Category Archives: Introductions

My Talented Friends

The other day I found this photo of my talented friend Marge on Facebook with a quilt she had designed. Her niece had posted the photo of the quilt.  Marge has designed and stitched so many beautiful quilts.  

That started thinking about all the very talented friends I have. 

My friend John takes pictures of flowers. Look at one of his stunning photos.

My friend Audrey is amazing at food presentation. Look at one of the meal courses I have enjoyed at her house.

My friend Debbie creates unique and meaningful cards.  Look at one of the beautiful personalized birthday cards I’ve received from her.

My friend Glenys sets a picture-perfect table. Look at this beautiful table setting.

 My friend Ed makes things out of wood. Look at these amazing music stands he built.My friend and cousin Lynne is a wizard with the sewing machine. Look at the cool hats and scarves she made for us and for our grandson because she knew about his passion for dinosaurs.

**Parts of the exercise:**
1. From the post about talented friends, quote the stretch from "My Talented Friends" through "at her house.".
2. In the post about talented friends, who posted the photo of Marge's quilt?
3. Pick up the post about talented friends where it stops and write what comes next.

(Stored entries)
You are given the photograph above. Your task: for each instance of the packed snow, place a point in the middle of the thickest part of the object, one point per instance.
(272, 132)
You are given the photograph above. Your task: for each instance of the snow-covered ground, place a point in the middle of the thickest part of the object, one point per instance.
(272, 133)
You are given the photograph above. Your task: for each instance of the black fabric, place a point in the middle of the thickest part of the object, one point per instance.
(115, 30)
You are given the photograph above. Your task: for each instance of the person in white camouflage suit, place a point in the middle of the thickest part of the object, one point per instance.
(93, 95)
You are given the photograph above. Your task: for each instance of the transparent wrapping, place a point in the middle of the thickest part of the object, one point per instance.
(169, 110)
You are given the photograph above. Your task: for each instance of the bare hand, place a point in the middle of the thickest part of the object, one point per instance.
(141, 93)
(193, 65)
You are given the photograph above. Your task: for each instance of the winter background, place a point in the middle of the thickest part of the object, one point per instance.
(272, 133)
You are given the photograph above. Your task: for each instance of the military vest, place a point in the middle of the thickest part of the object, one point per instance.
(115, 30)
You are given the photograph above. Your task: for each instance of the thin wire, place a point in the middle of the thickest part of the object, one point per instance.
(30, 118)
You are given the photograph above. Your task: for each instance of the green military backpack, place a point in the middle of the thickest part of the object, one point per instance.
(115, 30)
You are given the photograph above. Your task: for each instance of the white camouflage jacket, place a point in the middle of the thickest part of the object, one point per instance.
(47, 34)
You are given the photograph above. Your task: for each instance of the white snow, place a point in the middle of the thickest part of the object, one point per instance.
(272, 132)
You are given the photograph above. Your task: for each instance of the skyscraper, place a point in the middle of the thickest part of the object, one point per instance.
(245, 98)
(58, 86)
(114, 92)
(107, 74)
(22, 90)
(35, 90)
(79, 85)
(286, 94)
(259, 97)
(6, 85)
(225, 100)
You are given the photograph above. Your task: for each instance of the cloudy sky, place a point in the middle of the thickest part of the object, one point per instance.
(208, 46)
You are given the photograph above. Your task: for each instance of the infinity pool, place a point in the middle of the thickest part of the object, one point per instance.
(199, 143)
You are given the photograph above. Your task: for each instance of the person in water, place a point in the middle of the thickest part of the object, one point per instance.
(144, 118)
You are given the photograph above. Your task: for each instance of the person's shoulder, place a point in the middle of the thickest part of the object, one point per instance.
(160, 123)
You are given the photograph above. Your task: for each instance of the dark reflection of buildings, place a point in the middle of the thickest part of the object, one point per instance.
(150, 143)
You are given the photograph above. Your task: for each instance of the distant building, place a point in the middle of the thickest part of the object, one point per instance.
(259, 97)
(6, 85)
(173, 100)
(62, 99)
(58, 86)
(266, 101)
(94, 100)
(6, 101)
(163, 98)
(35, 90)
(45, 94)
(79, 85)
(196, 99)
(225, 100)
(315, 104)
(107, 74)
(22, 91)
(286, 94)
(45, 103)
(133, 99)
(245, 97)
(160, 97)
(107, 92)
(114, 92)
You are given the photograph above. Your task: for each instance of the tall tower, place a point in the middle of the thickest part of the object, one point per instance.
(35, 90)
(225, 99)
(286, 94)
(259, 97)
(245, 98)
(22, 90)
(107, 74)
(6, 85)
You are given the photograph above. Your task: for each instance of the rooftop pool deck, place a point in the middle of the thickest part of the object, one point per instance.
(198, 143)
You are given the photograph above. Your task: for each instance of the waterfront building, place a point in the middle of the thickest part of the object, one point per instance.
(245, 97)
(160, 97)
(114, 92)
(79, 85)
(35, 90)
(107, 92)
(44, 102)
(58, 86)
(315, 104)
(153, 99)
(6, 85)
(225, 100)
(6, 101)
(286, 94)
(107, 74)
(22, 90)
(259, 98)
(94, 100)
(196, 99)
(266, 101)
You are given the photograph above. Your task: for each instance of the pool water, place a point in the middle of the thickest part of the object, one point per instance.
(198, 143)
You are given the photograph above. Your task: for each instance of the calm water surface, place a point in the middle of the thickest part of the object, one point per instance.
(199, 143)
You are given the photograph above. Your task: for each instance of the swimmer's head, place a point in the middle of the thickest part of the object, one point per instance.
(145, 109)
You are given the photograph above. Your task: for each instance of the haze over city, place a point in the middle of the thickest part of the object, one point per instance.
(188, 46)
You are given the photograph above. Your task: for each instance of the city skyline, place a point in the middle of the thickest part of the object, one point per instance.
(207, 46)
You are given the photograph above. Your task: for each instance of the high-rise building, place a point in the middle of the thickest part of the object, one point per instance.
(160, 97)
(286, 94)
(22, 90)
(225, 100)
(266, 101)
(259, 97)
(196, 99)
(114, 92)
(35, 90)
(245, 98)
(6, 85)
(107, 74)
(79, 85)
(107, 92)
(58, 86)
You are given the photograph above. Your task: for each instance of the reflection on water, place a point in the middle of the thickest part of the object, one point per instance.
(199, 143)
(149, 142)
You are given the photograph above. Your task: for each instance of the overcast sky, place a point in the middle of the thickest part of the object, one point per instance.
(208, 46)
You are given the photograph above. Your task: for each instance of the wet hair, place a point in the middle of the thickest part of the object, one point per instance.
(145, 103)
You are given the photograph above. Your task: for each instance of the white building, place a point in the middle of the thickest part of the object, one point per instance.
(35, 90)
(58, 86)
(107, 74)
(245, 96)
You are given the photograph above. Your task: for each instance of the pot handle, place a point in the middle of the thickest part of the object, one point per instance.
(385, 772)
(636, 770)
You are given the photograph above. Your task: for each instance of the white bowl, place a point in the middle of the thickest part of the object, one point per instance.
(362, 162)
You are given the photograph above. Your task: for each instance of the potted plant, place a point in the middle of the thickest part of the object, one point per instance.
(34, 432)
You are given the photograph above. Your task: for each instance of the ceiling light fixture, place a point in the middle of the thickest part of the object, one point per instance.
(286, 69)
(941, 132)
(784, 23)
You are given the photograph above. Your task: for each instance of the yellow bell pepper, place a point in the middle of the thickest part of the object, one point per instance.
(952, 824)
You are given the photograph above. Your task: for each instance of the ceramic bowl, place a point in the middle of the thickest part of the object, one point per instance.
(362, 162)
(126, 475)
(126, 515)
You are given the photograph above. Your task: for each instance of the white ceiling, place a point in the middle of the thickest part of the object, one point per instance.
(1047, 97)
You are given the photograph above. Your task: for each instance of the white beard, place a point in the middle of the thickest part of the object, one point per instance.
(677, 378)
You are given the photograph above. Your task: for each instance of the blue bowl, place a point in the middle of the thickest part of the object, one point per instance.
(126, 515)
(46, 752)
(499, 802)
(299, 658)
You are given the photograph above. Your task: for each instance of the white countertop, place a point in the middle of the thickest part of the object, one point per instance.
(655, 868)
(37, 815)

**Answers for this exercise:**
1.
My Talented Friends

The other day I found this photo of my talented friend Marge on Facebook with a quilt she had designed. Her niece had posted the photo of the quilt.  Marge has designed and stitched so many beautiful quilts.  

That started thinking about all the very talented friends I have. 

My friend John takes pictures of flowers. Look at one of his stunning photos.

My friend Audrey is amazing at food presentation. Look at one of the meal courses I have enjoyed at her house.

2. Her niece posted it.

3.
My friend Mitch writes stories.  Here he is reading one of his stories that is a favourite of mine. 

My friend Esther is an artist.  Look at one of her lovely sketches. My friend Christina is a very crafty person. 

Look at this unique notebook she designed and created. 

My friend and cousin Sharon makes mosaics out of broken china and glass.

Look at this detailed and breathtakingly beautiful piece of hers called Winter Sun From the Ski Trail

I have so many talented friends and family members.  They inspire me!

Other posts………

An Artist in the Family 


Getting Crafty for Christmas

When Did You Stop Drawing?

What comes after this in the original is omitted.